A faithful transcription of all the records is required.

Point localization data
● ● ●
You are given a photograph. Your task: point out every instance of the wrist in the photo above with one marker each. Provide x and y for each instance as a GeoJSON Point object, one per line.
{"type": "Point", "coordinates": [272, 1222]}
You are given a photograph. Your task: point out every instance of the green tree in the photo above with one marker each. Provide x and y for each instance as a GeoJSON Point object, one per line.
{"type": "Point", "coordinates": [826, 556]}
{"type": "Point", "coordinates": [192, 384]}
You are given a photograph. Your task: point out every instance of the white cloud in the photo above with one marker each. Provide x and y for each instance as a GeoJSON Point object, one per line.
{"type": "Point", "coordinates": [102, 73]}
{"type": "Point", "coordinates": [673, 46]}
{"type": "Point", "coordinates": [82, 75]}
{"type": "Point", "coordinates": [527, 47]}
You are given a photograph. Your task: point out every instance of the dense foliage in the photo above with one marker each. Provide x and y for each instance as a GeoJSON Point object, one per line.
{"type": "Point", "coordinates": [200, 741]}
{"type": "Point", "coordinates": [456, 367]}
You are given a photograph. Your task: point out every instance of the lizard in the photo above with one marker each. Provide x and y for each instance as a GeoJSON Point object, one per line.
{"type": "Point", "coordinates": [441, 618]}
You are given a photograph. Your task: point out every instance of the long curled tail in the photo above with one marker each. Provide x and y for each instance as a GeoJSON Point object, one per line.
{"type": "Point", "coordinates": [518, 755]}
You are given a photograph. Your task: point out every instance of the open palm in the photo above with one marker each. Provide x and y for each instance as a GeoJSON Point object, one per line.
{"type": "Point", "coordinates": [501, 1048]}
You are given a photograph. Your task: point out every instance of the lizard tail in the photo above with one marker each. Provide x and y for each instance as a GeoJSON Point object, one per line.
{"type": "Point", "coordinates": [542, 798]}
● ● ●
* WORKED SOLUTION:
You are given a photograph. Your task: point out every instance of the wrist in the photo above with one marker each. Provide x and y for each instance as a GeoJSON Point object, one per line.
{"type": "Point", "coordinates": [272, 1222]}
You are given a photograph. Your task: point out every instance of the green tree in the photo above with one marker each. Provide x and y for each instance as a GeoJSON Point object, one per line.
{"type": "Point", "coordinates": [826, 556]}
{"type": "Point", "coordinates": [192, 384]}
You are given a photograph. Your task: point out every instance of the white cloud in the photo above with one marker each. Provide x and y for each instance as a GeoJSON Point object, one per line.
{"type": "Point", "coordinates": [102, 73]}
{"type": "Point", "coordinates": [673, 46]}
{"type": "Point", "coordinates": [82, 75]}
{"type": "Point", "coordinates": [527, 47]}
You are given a photograph. Your task: point out every instance of the dense foliage in the photo above with one marker each. Provide x and y for each instance as a GeoJSON Point object, one per line.
{"type": "Point", "coordinates": [200, 741]}
{"type": "Point", "coordinates": [456, 367]}
You are given a photograph. Your task: point out every instance of the lizard in the photo above with one marker each. Provide x and y for each instance as a GeoJSON Point object, one per line.
{"type": "Point", "coordinates": [441, 618]}
You are given a photograph. Your task: point out every instance of the long curled tail in the photo above with one marker each. Provide x and y for each instance as a GeoJSON Point object, one per line.
{"type": "Point", "coordinates": [518, 755]}
You are given a photograph. Your task: point out every instance of the open palm in the photo above with one marker each. Provide x and y for each instance as a GeoJSON Point object, one per line.
{"type": "Point", "coordinates": [501, 1048]}
You are given a photograph. Your task: point out every instance of the lizard tail in the photo above with one marker each. Provide x and y for each instance as a GeoJSON Point object, one per line.
{"type": "Point", "coordinates": [542, 798]}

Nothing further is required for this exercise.